_Required work_.
a – Name each rule that the page on the equals/hashCode contract states at its start, as given by the words before each colon.
b – From the page on the equals/hashCode contract, write out everything from "Consistency: Multiple invocations" down to "(collisions are allowed).".
c – Write what comes next in the page on the equals/hashCode contract, picking up right after its last line.

Consistency: Multiple invocations of hashCode on the same object must
return the same integer, provided the object hasn't changed.
Equality implies same hash: If a.equals(b) returns true, then
a.hashCode() must equal b.hashCode().
Same hash does not imply equality: Two objects with the same hash code
are not required to be equal (collisions are allowed).
Reflexivity: x.equals(x) must return true.
Symmetry: If x.equals(y) returns true, then y.equals(x) must also
return true.
Transitivity: If x.equals(y) and y.equals(z) return true, then
x.equals(z) must also return true.
Null handling: x.equals(null) must return false.

Contract Visualization

                    ┌─────────────────────────────────┐
                    │         Contract Rules          │
                    └─────────────────────────────────┘
                                    │
        ┌───────────────────────────┼───────────────────────────┐
        │                           │                           │
        ▼                           ▼                           ▼
┌───────────────┐         ┌───────────────┐         ┌───────────────┐
│   If equal    │         │  Hash codes   │         │   equals()    │
│   objects     │         │  can collide  │         │   properties  │
│               │         │               │         │               │
│ a.equals(b)   │         │  a.hash == b  │         │  Reflexive    │
│      ↓        │         │  doesn't mean │         │  Symmetric    │
│ a.hash ==     │         │  a.equals(b)  │         │  Transitive   │
│ b.hash        │         │               │         │  Null-safe    │
└───────────────┘         └───────────────┘         └───────────────┘

Why the Contract is Needed

The equals/hashCode contract exists because hash-based collections use a
two-step lookup process:

Hash code lookup: Find the bucket using hashCode()
Equality check: Search within the bucket using equals()

If these methods are inconsistent, lookups fail even when objects exist.

Broken Contract Scenarios

Scenario: Equal objects with different hash codes

Object A: hashCode() = 42, equals(B) = true
Object B: hashCode() = 99, equals(A) = true

HashMap stores A in bucket 42
HashMap.get(B) searches bucket 99 → NOT FOUND!

Result: Lost entry despite equal keys

Contract Violation Example

This example demonstrates what happens when the contract is violated.

class BrokenKey {
    private String id;
    private int counter = 0;

    public BrokenKey(String id) {
        this.id = id;
    }

    @Override
    public int hashCode() {
        return id.hashCode() + counter++;  // Changes on each call!

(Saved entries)

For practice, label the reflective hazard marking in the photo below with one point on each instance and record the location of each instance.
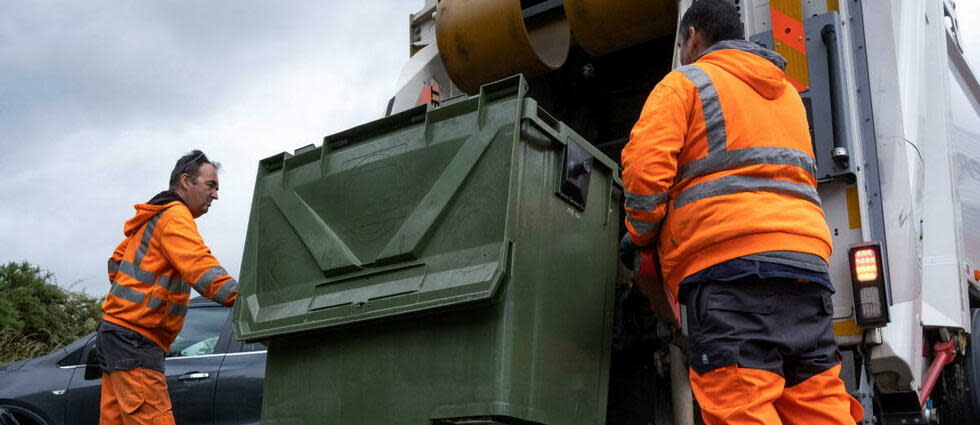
(789, 39)
(853, 208)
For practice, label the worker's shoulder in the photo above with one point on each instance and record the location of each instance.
(177, 212)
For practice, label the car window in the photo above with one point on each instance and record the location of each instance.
(253, 346)
(202, 327)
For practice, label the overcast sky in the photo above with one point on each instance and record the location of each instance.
(98, 98)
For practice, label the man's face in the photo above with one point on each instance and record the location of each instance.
(199, 193)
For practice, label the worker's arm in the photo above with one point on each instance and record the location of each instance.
(114, 261)
(184, 248)
(650, 160)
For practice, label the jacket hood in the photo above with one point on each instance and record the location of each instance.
(144, 212)
(760, 68)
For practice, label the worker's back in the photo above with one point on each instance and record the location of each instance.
(736, 131)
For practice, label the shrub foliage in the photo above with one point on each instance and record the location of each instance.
(37, 316)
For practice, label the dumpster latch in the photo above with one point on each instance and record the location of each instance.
(575, 175)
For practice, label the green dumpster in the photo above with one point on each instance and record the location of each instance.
(450, 264)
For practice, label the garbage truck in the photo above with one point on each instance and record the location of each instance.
(454, 262)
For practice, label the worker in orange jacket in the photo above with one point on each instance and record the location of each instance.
(719, 179)
(152, 272)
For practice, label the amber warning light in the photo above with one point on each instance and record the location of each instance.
(866, 264)
(869, 285)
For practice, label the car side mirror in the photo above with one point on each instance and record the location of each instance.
(92, 368)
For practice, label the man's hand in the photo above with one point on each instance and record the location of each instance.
(627, 252)
(649, 280)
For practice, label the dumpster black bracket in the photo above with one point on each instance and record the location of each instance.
(575, 175)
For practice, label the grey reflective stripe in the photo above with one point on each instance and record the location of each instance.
(714, 122)
(739, 184)
(643, 227)
(180, 287)
(222, 296)
(154, 303)
(728, 160)
(127, 294)
(209, 276)
(137, 273)
(645, 202)
(177, 310)
(801, 260)
(145, 241)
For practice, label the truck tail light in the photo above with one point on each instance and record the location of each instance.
(868, 284)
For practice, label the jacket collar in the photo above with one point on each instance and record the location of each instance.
(750, 47)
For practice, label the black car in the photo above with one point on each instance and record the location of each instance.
(213, 379)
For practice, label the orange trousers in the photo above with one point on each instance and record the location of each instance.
(135, 397)
(741, 396)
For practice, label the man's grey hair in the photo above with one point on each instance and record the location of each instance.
(190, 164)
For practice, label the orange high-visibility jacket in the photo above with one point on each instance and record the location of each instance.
(153, 270)
(720, 165)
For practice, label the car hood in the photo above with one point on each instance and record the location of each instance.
(10, 367)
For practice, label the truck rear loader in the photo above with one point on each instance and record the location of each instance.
(454, 262)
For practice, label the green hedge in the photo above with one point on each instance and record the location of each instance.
(37, 316)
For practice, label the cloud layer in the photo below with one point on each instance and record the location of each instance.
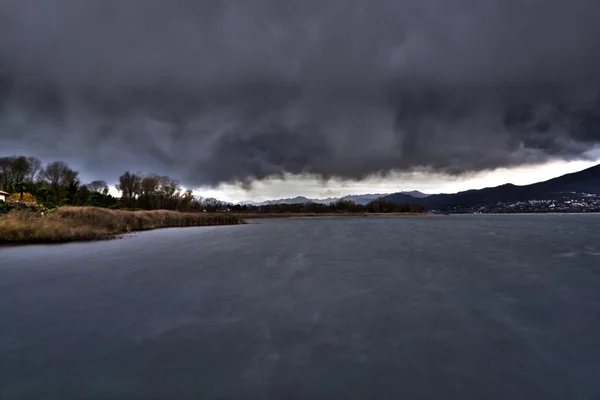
(240, 90)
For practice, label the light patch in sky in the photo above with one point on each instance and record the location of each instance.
(311, 187)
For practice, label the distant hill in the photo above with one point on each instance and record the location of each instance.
(362, 199)
(586, 181)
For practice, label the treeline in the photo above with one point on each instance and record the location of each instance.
(51, 185)
(56, 184)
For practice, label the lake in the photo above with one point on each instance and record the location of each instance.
(454, 307)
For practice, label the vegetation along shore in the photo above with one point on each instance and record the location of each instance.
(49, 204)
(67, 224)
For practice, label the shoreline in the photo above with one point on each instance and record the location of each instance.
(84, 224)
(327, 215)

_Responses in order_.
a –
Consistency
Equality implies same hash
Same hash does not imply equality
Reflexivity
Symmetry
Transitivity
Null handling

b –
Consistency: Multiple invocations of hashCode on the same object must
return the same integer, provided the object hasn't changed.
Equality implies same hash: If a.equals(b) returns true, then
a.hashCode() must equal b.hashCode().
Same hash does not imply equality: Two objects with the same hash code
are not required to be equal (collisions are allowed).

c –
    }

    @Override
    public boolean equals(Object obj) {
        return obj instanceof BrokenKey other && 
               Objects.equals(this.id, other.id);
    }
}

void main() {

    var map = new HashMap<BrokenKey, String>();
    var key = new BrokenKey("mykey");

    map.put(key, "my value");
    IO.println("Immediately after put: " + map.get(key));
    IO.println("Second get attempt: " + map.get(key));
    IO.println("Third get attempt: " + map.get(key));
    IO.println("Map contains key? " + map.containsKey(key));
    IO.println("Map size: " + map.size());
}

The BrokenKey class violates the contract because hashCode returns a
different value each time it's called. After adding the key, subsequent lookups
fail because the new hash code doesn't match the original bucket location.
The entry exists but is unreachable—a particularly insidious bug.

Mutable Key Problem

Another common violation occurs when mutable objects are used as keys and
their state changes after insertion.

class MutablePerson {
    public String name;

    public MutablePerson(String name) {
        this.name = name;
    }

    @Override
    public int hashCode() {
        return name.hashCode();
    }

    @Override
    public boolean equals(Object obj) {
        return obj instanceof MutablePerson other && 
               Objects.equals(this.name, other.name);
    }

    @Override
    public String toString() {
        return "Person[" + name + "]";
    }
}

void main() {

    var set = new HashSet<MutablePerson>();
    var person = new MutablePerson("Alice");

    set.add(person);
    IO.println("Before mutation - contains Alice? " + 
               set.contains(new MutablePerson("Alice")));

    person.name = "Bob";  // Mutating the key!

    IO.println("After mutation - contains Alice? " + 
               set.contains(new MutablePerson("Alice")));
    IO.println("After mutation - contains Bob? " + 
               set.contains(new MutablePerson("Bob")));
    IO.println("Set contents: " + set);
    IO.println("Set size: " + set.size());

    set.add(person);  // Adding "same" object again
    IO.println("After re-add - Set size: " + set.size());
}

When name changes from "Alice" to "Bob", the object's hash code changes but
its bucket location doesn't. Now the object can't be found with either name,
and adding it again creates a duplicate. This demonstrates why keys should be
immutable or why mutable fields should not be used in hashCode and equals.

Correct Implementation

A proper implementation follows the contract and uses consistent fields.

Using Records (Recommended)

Java records automatically generate correct hashCode and equals methods.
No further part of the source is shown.